[start SUPPLIED TEXT]
Workaround: Complete the following steps:
- Add the respective connection to the project.
- Create and run a metadata import to import the data assets into the project.
- Refine the imported data assets as required.
Applies to: 4.6
Overriding rule or rule set runtime settings at the columns level causes an error
In a data quality project, if you try to override runtime settings for a rule or a rule set when you run the rule or rule set on the Rules tab in the Column page, an error occurs. Instead of the Data quality user interface, an error message is displayed.
Workaround: Override the rule or rule set run time settings only when you run the rule or rule set on the Rules tab in the Project or Data asset page.
Applies to: 4.6
When a generic JDBC connection for Snowflake is synced to the default catalog, the connection type changes to native Snowflake
If you run automated discovery on a generic JDBC connection for Snowflake that was created as a platform connection and publish the results, this connection is synced to the default catalog as native Snowflake connection. When you add the platform connection as a data source to Watson Query, business terms on assets from such connection that were added in automated discovery won't show up.
Workaround: Use native Snowflake connections in automated discovery instead of generic JDBC connections.
[end SUPPLIED TEXT]
▶ _EXERCISES_
• A. In the rows below, turn the lines between the one holding "(format x=567, y=332)" and the one holding "x=589, y=131", inclusive, into a Markdown table with the columns No. and Line. Leave out any blank lines.
• B. Carry on the notes on known issues and workarounds from where they stop.
[start MATERIAL SUPPLIED]
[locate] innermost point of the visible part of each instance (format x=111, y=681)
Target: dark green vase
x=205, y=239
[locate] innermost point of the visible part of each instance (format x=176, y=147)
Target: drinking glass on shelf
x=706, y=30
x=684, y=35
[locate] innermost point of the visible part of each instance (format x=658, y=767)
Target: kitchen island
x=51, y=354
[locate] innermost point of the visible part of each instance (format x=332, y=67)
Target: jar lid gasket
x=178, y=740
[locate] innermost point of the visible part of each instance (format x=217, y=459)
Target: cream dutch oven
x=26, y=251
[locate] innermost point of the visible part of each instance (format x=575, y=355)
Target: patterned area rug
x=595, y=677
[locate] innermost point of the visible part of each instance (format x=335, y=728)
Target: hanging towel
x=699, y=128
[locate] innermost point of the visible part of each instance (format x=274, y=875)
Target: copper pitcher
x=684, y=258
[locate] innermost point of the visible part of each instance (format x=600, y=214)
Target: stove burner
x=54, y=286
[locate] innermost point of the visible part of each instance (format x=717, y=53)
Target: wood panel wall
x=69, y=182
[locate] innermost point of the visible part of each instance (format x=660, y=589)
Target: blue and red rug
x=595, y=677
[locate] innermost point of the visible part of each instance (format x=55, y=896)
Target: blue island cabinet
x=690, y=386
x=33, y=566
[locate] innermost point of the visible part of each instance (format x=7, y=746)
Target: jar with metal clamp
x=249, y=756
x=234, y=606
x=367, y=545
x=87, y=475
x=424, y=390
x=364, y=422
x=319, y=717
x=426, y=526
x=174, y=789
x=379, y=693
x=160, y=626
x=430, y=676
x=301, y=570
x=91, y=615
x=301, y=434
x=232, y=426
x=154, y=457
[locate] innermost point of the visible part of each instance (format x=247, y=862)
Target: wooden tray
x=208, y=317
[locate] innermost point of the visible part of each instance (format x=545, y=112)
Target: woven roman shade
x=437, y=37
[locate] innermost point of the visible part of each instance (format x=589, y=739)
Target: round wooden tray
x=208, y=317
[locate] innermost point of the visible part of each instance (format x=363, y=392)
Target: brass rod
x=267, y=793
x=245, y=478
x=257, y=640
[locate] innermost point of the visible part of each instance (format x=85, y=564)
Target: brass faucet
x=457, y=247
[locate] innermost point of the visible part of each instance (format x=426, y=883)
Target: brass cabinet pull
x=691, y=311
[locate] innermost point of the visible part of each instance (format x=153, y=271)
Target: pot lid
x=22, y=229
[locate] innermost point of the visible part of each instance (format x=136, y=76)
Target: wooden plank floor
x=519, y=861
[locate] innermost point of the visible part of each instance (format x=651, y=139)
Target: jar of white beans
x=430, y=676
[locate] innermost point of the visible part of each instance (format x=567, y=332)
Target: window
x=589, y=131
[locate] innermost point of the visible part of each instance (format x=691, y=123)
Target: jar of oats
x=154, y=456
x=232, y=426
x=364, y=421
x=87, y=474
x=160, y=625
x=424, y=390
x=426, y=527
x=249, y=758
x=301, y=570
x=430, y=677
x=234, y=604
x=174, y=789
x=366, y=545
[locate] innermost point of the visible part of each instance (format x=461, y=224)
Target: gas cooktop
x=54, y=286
[end MATERIAL SUPPLIED]
▶ _RESPONSE LIST_
• A.
| No. | Line |
|---|---|
| 1 | [locate] innermost point of the visible part of each instance (format x=567, y=332) |
| 2 | Target: window |
| 3 | x=589, y=131 |

• B.
Applies to: 4.6.0
Can't update the password of connections used in metadata import areas from the command line
You can use the updateDCPwd
action of the imam
command-line interface to update the password for a data connection that is used in a metadata import area. With an incorrect password, some services such as column analysis
will not work properly in automated discovery or data quality projects.
Workaround: To update a connection password, follow the instructions in one of these IBM Support documents:
- Unable to update data connection password of a data source in imam by using the command-line interface in Cloud Pak for Data
- Unable to update data connection password of a data source in imam by using the command-line interface in Cloud Pak for Data (vault-enabled environment)
Applies to: 4.6.5
Setting up reporting
Cannot load schema for SSL connections to PostgreSQL sources during reporting setup
If you select a PostgreSQL connection that is configured to use SSL communication to configure the reporting database, the database schemas can't be loaded. This also applies to the existing PostgreSQL connections that have an SSL certificate configured.
Workaround: Remove the SSL certificate that is part of the PostgreSQL connection.
Applies to: 4.6.4
Fixed in: 4.6.5
Quick scan migration
You might encounter these known issues and restrictions when you migrate quick scan jobs.
Generic JDBC connections to Google BigQuery sources used in quick scan might time out during migration
Before you can migrate quick scan jobs that were run against a Google BigQuery data source by using a generic JDBC connection, validate the connection. In the Platform connections page, open the connection and test it to ensure it works. If the connection test fails, create a platform connection of the type Google BigQuery with the same name as the generic JDBC connection. Otherwise, the connection might time out during migration.
Applies to: 4.6
Metadata import in projects
You might encounter these known issues and restrictions when you work with metadata import.
Can't publish more than 700 assets at once
When you publish assets from within a metadata import asset, you can't publish more than 700 assets in a single step.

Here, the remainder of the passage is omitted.